From the thread below on pulling text out of PDF files, copy word for word the passage that opens with the words containing "import textract" and closes with "txtFile.write(text)".
== Text ==
0

I have a directory with pdf files that I want to extract text from (each file individually) and put them into individual .txt files with the same name as the original pdf file.

Example: Directory X contains 'name1.pdf', 'name2.pdf', and 'name3.pdf'

What I want to do is take the text from those files and put them into files called 'name1.txt', 'name2.txt', and 'name3.txt'

What I have so far:

import textract
import glob

for pdf in glob.glob('//home//user//Desktop//X//*.pdf'):
    text = textract.process(pdf)

txtFile = open(...,'w') # confused here
txtFile.write(text)

Thanks in advance!

wra
  • 237
  • 4
  • 7
  • 18
  • Possible duplicate of [Find all files in directory with extension .txt in Python](http://stackoverflow.com/questions/3964681/find-all-files-in-directory-with-extension-txt-in-python) – Tony Tannous Feb 15 '17 at 16:13
  • No one has said this. but hope you know pdf's are not plain text files? – danidee Feb 15 '17 at 16:19

2 Answers2

2

So I hope I'm understanding you correctly, and if I am this should help.
===
== Data ==
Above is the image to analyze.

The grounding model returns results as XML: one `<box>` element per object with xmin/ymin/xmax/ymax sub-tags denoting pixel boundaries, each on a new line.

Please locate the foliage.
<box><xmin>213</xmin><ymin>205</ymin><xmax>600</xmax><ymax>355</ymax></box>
===
Response to the task:
import textract
import glob

for pdf in glob.glob('//home//user//Desktop//X//*.pdf'):
    text = textract.process(pdf)

txtFile = open(...,'w') # confused here
txtFile.write(text)